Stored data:
————————

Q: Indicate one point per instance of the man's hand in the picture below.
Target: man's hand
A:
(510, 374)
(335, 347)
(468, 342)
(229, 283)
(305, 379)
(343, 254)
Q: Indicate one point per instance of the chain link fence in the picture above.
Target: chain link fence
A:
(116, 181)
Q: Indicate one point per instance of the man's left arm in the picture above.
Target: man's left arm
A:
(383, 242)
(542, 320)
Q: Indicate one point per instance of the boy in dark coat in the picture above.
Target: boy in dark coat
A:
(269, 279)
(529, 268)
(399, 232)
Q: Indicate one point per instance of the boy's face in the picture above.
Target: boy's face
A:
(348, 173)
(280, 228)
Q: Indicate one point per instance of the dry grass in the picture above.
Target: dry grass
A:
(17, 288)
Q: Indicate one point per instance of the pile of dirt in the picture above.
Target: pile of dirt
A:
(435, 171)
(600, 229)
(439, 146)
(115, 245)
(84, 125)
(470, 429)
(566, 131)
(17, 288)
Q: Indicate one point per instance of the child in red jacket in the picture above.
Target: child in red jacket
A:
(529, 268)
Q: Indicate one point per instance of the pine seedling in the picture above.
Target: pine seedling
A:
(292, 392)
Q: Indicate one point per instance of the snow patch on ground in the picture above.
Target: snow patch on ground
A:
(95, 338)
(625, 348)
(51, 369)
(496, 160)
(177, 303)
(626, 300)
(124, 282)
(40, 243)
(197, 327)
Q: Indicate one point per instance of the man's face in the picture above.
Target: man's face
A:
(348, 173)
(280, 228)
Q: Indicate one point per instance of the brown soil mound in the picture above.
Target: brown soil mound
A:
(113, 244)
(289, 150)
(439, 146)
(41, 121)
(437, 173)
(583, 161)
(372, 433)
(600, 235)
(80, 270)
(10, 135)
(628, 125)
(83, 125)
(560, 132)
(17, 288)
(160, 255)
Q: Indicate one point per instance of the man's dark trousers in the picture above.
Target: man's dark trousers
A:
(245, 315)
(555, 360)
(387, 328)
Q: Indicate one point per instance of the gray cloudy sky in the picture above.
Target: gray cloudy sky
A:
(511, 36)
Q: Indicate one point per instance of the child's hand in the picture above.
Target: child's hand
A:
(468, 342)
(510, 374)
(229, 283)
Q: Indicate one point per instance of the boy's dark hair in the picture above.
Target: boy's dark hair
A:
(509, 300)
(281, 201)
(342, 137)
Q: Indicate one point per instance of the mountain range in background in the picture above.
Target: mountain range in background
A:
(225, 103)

————————

## Work task
Of the entries above, tally the lines with "background" in them. Only the total should be given.

## Solution to the problem
2